begin Data for processing

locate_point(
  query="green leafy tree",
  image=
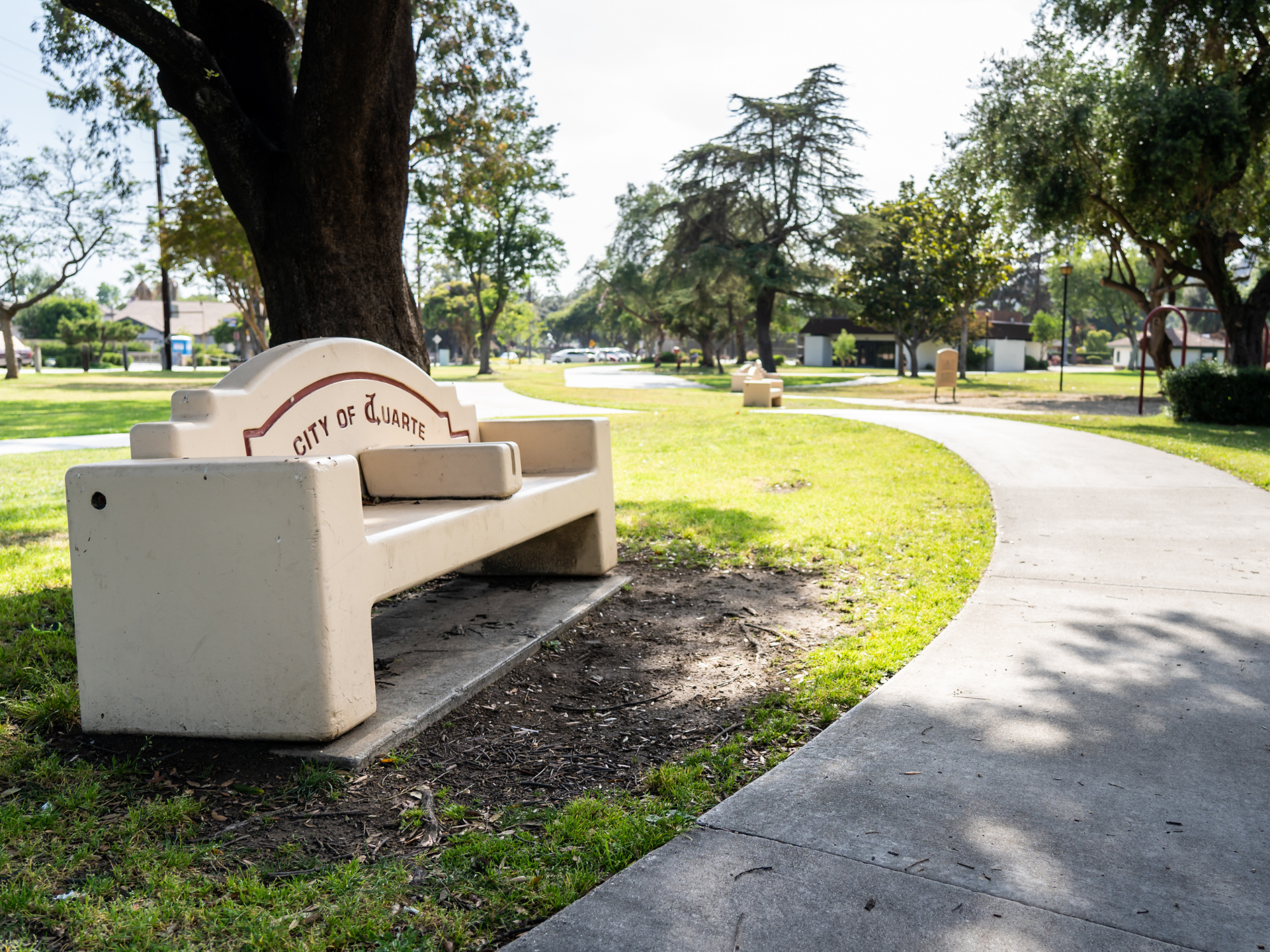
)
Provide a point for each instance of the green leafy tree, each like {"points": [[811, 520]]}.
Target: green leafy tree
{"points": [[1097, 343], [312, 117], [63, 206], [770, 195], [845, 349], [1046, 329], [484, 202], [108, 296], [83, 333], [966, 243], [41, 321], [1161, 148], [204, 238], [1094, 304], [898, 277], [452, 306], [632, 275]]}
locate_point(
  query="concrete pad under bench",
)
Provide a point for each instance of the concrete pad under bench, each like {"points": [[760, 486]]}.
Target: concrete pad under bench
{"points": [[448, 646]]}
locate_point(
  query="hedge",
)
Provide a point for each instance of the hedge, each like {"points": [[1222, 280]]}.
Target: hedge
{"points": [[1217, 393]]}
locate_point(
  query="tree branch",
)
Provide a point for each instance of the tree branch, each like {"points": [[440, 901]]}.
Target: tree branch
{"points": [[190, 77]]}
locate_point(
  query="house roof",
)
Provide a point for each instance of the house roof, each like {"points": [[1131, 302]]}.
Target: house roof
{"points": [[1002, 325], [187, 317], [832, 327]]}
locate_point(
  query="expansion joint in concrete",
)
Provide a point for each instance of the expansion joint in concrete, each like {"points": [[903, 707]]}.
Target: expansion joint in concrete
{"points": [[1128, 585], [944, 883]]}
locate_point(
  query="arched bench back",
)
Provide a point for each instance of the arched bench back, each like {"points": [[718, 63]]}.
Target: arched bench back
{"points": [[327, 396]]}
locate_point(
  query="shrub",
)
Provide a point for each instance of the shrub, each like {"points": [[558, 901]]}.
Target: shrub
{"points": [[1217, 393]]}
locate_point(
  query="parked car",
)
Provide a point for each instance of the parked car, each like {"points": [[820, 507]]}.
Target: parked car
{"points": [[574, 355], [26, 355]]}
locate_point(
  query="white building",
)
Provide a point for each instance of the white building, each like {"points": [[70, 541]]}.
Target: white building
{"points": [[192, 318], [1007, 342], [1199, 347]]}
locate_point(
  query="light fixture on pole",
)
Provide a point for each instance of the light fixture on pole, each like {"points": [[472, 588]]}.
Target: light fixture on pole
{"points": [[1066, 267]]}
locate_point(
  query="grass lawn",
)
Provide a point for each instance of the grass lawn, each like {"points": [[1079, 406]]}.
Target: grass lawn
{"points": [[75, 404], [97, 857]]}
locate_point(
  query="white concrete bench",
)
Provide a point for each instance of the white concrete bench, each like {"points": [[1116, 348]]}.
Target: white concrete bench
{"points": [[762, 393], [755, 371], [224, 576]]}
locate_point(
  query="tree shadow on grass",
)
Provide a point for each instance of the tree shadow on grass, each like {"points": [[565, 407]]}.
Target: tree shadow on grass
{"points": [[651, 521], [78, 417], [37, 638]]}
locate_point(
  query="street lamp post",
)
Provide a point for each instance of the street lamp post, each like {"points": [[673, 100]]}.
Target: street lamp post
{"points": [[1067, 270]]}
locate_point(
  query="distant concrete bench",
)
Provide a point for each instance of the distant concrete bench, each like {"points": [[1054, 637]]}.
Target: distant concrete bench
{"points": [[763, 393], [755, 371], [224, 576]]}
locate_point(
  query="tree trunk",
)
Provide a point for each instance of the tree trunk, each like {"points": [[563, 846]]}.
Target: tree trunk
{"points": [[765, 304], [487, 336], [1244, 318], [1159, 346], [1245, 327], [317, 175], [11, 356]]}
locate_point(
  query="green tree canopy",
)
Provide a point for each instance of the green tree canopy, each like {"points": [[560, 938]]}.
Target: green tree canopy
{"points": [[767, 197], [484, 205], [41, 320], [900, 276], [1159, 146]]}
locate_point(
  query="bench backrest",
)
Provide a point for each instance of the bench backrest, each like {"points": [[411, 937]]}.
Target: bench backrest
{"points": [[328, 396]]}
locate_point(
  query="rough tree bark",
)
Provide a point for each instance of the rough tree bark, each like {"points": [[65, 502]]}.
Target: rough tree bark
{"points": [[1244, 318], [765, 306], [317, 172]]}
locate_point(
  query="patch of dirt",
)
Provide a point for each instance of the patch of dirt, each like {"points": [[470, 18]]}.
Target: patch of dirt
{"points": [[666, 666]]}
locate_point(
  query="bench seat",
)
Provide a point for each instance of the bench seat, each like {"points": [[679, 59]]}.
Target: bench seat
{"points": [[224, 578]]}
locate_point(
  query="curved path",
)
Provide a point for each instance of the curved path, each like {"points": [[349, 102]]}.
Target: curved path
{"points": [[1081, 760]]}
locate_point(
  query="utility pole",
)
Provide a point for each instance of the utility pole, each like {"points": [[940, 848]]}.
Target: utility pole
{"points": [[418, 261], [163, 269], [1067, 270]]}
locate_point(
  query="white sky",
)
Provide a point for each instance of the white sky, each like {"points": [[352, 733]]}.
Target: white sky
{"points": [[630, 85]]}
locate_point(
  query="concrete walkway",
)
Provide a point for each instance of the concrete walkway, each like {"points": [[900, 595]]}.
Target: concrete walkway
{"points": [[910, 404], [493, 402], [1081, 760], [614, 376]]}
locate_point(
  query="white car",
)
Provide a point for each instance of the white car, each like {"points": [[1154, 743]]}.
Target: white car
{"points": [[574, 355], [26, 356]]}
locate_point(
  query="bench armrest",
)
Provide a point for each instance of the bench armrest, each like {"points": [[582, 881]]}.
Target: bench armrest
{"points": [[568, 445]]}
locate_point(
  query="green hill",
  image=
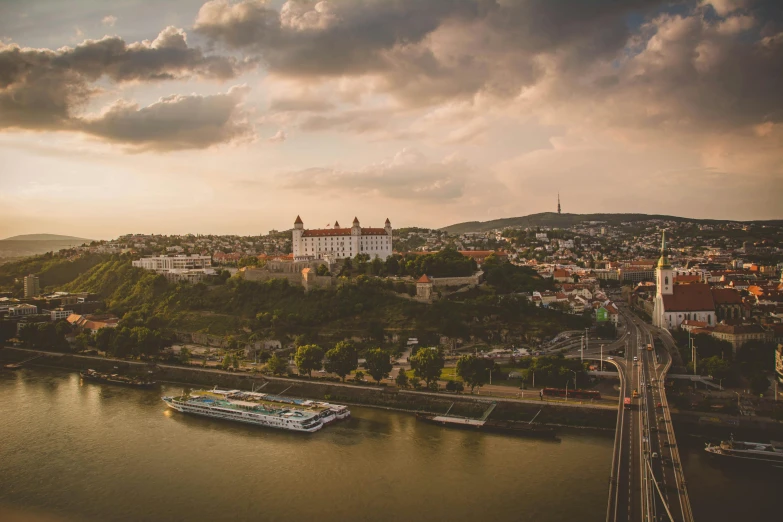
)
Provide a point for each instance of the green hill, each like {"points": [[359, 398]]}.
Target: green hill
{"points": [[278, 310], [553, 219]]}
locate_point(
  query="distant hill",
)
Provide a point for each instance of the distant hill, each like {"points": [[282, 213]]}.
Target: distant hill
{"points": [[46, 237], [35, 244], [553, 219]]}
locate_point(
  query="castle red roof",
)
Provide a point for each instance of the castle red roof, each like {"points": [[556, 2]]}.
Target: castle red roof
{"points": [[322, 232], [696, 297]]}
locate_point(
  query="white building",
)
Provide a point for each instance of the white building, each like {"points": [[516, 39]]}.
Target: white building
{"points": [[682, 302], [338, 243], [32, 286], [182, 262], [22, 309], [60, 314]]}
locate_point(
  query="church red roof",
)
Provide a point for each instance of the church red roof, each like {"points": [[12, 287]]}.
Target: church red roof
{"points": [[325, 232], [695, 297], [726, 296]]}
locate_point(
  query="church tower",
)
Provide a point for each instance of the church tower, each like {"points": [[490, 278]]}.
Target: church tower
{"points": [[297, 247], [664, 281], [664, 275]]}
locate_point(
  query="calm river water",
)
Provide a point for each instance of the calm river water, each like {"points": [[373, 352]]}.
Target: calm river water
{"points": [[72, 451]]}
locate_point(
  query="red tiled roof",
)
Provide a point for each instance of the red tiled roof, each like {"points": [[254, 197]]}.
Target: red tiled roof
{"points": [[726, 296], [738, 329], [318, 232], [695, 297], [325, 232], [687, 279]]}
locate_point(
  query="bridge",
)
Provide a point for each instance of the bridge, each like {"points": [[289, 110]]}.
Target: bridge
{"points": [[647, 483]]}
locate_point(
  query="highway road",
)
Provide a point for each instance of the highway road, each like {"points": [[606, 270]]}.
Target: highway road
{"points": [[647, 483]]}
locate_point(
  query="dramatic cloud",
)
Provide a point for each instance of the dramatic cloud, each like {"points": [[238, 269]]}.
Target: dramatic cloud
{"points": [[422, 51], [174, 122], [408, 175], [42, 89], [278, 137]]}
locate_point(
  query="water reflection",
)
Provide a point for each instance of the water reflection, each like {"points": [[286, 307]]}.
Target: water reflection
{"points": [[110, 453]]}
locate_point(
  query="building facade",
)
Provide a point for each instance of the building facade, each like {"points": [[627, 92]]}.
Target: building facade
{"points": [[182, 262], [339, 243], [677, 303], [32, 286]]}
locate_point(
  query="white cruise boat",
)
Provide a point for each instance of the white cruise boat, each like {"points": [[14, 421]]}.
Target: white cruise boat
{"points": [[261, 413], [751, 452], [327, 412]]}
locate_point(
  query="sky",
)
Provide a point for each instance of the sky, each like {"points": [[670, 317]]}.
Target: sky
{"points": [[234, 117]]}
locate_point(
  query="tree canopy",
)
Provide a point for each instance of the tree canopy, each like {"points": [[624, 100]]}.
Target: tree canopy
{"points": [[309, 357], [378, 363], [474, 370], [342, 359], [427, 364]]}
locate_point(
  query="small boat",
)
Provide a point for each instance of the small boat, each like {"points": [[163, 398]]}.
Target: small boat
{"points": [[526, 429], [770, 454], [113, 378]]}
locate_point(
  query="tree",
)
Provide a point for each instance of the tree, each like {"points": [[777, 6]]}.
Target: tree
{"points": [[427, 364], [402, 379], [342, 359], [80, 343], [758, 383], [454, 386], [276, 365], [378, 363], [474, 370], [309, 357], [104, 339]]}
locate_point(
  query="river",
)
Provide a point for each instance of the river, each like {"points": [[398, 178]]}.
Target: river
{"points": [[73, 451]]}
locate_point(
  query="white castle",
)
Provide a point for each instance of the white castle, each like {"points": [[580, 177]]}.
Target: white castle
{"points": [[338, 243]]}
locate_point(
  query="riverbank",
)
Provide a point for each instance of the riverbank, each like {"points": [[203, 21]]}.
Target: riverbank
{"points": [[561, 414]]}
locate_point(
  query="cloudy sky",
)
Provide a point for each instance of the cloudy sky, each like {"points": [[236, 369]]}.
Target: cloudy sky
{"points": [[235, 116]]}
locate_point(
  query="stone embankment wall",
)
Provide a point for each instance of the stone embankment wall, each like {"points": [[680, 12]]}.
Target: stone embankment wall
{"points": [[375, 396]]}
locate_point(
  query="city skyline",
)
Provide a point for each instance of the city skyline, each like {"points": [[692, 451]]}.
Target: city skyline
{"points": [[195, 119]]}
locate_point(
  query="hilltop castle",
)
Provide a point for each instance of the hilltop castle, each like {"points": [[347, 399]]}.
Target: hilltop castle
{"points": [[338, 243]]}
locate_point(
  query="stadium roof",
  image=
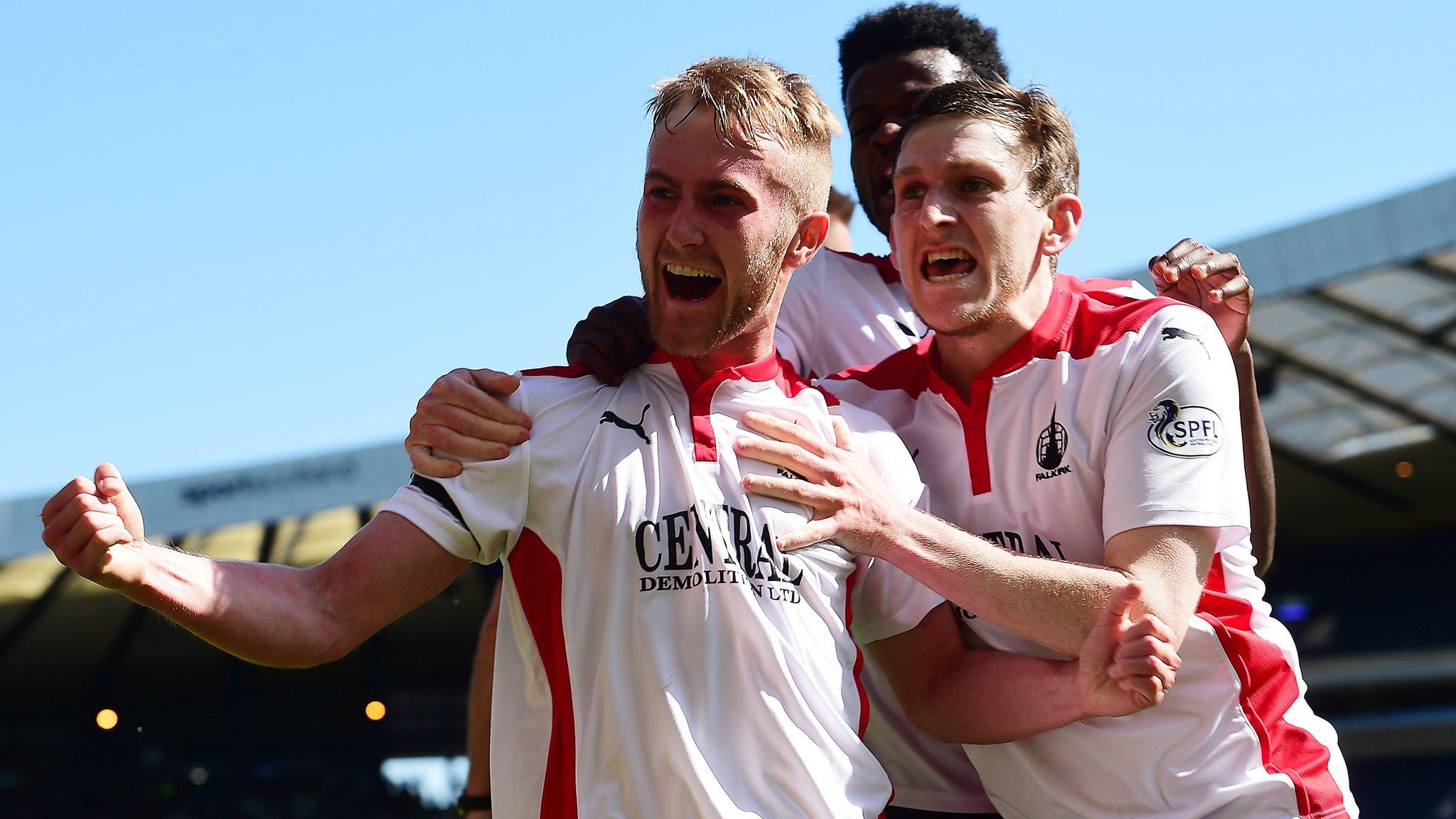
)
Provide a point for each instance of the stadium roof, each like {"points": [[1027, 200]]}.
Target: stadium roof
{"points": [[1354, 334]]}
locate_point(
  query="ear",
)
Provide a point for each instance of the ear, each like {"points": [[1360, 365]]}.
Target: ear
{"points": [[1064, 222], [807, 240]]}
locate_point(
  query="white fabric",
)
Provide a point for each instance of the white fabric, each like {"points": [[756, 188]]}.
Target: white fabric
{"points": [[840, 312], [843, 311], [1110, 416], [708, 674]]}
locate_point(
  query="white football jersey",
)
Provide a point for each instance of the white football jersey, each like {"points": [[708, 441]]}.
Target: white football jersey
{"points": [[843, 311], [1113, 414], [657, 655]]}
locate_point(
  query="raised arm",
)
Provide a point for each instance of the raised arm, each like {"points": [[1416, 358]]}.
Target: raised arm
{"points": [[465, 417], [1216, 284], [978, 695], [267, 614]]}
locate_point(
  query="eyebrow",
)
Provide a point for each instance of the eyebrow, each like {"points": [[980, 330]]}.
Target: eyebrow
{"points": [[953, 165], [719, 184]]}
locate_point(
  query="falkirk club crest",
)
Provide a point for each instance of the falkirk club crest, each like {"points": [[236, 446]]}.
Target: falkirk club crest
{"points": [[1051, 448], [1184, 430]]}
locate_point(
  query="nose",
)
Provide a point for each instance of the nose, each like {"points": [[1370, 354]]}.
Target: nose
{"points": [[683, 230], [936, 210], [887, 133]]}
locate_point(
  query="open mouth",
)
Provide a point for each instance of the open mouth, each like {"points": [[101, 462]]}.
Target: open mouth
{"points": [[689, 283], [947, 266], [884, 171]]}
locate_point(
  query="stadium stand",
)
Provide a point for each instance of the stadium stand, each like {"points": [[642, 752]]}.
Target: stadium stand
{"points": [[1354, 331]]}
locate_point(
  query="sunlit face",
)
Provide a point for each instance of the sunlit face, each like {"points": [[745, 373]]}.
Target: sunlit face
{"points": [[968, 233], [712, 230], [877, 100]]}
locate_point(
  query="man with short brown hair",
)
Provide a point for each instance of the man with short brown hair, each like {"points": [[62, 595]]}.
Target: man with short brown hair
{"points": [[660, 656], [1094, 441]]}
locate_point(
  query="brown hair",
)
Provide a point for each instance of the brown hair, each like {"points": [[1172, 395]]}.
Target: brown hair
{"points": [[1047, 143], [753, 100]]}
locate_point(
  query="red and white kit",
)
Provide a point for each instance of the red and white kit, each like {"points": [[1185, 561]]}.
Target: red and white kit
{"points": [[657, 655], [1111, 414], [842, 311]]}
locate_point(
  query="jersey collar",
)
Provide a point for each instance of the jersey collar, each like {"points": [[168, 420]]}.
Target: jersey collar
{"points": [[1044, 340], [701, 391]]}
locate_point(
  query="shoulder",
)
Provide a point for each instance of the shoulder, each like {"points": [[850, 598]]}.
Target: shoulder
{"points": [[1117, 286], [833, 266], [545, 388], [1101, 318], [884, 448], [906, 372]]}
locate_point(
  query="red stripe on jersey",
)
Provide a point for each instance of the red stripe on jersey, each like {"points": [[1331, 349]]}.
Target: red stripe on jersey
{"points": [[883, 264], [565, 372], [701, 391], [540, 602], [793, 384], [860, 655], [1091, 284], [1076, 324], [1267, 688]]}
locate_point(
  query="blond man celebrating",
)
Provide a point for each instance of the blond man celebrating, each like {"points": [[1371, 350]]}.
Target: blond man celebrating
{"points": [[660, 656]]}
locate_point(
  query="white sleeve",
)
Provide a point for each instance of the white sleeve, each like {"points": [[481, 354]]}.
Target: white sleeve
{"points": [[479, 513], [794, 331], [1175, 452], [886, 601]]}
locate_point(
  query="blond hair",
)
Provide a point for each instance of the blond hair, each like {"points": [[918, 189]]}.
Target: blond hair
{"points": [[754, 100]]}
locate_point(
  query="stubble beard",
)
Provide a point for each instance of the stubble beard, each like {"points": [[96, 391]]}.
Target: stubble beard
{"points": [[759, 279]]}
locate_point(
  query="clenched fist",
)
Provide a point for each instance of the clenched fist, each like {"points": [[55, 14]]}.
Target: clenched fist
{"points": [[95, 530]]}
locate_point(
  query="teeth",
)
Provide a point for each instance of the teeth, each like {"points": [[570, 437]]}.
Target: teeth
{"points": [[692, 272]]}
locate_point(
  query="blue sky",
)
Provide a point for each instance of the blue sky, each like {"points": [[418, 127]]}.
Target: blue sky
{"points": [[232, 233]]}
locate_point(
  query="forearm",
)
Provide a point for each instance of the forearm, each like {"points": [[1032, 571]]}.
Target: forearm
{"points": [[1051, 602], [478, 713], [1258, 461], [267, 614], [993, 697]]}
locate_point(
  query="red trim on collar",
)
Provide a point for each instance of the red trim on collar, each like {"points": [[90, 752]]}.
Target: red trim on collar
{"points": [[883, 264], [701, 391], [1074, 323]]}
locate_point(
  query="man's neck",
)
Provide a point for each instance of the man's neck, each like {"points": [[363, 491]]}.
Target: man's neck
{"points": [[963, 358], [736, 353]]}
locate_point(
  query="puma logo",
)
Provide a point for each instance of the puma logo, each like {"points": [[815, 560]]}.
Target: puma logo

end Data for processing

# What the task asks
Find each line in the listing above that contains the string "beard", matching case exactly, and copy those lines.

# Answer to the task
  query="stubble beard",
Provide a point for each instance of the stubble beard, each like {"points": [[96, 391]]}.
Target: stubble beard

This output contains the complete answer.